(YOUR GOAL):
Give back, unchanged, each line from the one containing "the tree, one" through the last line of the entries below.

=======

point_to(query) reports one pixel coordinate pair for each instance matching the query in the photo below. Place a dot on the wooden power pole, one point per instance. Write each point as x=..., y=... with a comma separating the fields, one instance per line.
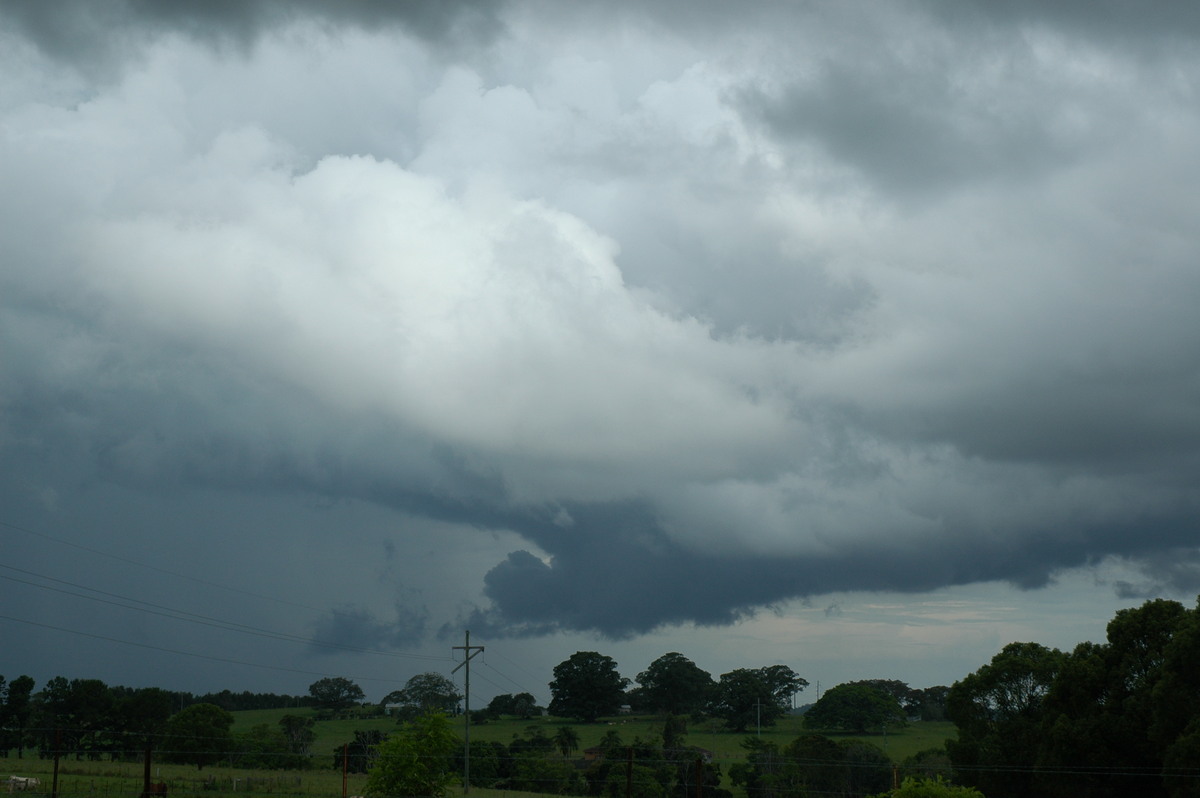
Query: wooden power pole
x=469, y=652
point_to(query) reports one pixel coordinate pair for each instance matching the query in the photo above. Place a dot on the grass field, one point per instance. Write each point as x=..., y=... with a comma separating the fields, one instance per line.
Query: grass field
x=124, y=779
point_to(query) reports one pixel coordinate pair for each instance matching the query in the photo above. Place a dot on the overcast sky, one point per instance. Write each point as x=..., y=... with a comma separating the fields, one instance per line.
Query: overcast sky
x=859, y=337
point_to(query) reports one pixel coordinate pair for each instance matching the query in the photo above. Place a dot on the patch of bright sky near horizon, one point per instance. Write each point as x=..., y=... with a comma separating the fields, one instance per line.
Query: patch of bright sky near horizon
x=762, y=335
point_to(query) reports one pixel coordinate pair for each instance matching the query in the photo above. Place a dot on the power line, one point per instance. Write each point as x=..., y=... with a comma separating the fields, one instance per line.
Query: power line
x=203, y=657
x=155, y=568
x=191, y=617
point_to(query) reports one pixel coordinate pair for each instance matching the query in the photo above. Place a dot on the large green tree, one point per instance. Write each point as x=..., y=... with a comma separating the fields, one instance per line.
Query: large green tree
x=426, y=693
x=521, y=705
x=587, y=685
x=415, y=761
x=18, y=709
x=335, y=693
x=675, y=685
x=855, y=707
x=199, y=735
x=745, y=697
x=999, y=713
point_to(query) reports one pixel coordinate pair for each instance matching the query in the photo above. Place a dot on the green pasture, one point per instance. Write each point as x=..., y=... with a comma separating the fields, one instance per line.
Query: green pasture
x=124, y=779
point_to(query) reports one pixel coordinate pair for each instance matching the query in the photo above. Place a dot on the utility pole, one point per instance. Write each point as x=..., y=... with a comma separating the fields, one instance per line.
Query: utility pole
x=468, y=651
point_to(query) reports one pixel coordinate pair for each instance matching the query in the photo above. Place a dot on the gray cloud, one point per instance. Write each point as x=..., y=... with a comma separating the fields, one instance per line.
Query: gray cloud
x=108, y=30
x=671, y=323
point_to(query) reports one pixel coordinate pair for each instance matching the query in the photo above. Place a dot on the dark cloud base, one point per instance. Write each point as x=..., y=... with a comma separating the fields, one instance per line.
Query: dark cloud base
x=616, y=573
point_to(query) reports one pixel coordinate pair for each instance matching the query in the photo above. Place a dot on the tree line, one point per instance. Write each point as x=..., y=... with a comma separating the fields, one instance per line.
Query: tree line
x=1107, y=719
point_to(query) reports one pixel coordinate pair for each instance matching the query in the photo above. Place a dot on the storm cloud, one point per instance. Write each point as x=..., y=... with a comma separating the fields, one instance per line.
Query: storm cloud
x=665, y=319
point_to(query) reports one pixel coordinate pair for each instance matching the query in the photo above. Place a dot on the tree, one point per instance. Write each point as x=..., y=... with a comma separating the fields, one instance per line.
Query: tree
x=918, y=787
x=18, y=711
x=567, y=739
x=144, y=713
x=675, y=685
x=999, y=713
x=199, y=735
x=586, y=687
x=853, y=708
x=335, y=694
x=417, y=761
x=521, y=705
x=426, y=693
x=753, y=696
x=360, y=754
x=299, y=732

=======

(RESULT BELOW):
point_to(query) reports one pixel coordinate pair for each instance matching the query in the photo above. Place a dot on the tree, one point per instance. Write each point as x=..., y=... with a comma separating the fields, one instance per line.
Query: tree
x=918, y=787
x=18, y=711
x=567, y=739
x=144, y=713
x=675, y=685
x=999, y=713
x=199, y=735
x=586, y=687
x=853, y=708
x=335, y=694
x=417, y=761
x=521, y=705
x=426, y=693
x=753, y=696
x=360, y=754
x=299, y=732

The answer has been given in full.